** Begin ENTRIES **

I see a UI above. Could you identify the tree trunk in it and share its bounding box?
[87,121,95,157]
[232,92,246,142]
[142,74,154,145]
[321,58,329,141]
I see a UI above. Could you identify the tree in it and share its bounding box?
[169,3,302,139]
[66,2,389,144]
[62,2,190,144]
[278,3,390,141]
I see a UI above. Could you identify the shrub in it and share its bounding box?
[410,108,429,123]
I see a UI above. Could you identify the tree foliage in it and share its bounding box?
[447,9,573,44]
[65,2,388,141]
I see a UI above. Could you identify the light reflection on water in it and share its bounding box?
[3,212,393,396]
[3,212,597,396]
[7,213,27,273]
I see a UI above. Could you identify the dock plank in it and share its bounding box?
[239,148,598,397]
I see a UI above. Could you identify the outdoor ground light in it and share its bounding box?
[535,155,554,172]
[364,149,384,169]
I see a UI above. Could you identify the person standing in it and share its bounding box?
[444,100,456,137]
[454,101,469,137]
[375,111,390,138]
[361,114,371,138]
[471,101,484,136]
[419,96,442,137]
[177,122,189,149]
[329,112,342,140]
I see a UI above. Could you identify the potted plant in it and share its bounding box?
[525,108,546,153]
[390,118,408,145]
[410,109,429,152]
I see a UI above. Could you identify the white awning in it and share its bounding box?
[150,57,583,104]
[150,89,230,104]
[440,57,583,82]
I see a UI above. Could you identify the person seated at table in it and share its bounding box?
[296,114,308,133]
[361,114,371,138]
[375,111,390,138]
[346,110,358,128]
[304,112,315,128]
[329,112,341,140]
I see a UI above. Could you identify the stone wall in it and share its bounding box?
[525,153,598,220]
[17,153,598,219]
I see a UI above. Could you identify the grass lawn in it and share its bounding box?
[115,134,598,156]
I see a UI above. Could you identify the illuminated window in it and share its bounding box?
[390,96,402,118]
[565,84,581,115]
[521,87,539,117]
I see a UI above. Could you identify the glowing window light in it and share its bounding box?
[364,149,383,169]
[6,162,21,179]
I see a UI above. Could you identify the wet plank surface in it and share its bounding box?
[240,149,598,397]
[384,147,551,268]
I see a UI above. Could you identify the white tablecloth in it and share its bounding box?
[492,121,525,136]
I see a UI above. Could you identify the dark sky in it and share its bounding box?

** End ENTRIES **

GOAL – Rewrite everything from the line containing "I see a UI above. Could you identify the outdoor" down to the line containing "[329,112,341,140]", both included, keeping the wording of every line unchanged. Multiply each bounding-box coordinate by 0.85 and round to a whole number, with halves rounded up.

TASK ANSWER –
I see a UI above. Could you identify the outdoor ground light in it and share its bounding box?
[455,132,471,146]
[309,127,326,144]
I see a UI above. Could you identify the person standing in it and share its bounding box?
[377,85,388,116]
[386,86,399,116]
[319,94,332,117]
[307,97,315,117]
[400,86,411,116]
[356,82,376,116]
[150,104,161,127]
[280,95,291,119]
I see a UI above. Could you identify the potted plant in it and share its bounding box?
[446,92,464,130]
[332,100,347,123]
[349,93,365,129]
I see a UI above. Could you identify the white awning in it and share its bounding box?
[128,48,496,88]
[128,76,196,88]
[374,48,496,70]
I see a UI above. Could you identify the person seated at table in it and share its bounding box?
[252,97,262,113]
[307,97,315,117]
[319,94,332,117]
[294,94,304,109]
[258,95,268,109]
[280,95,290,119]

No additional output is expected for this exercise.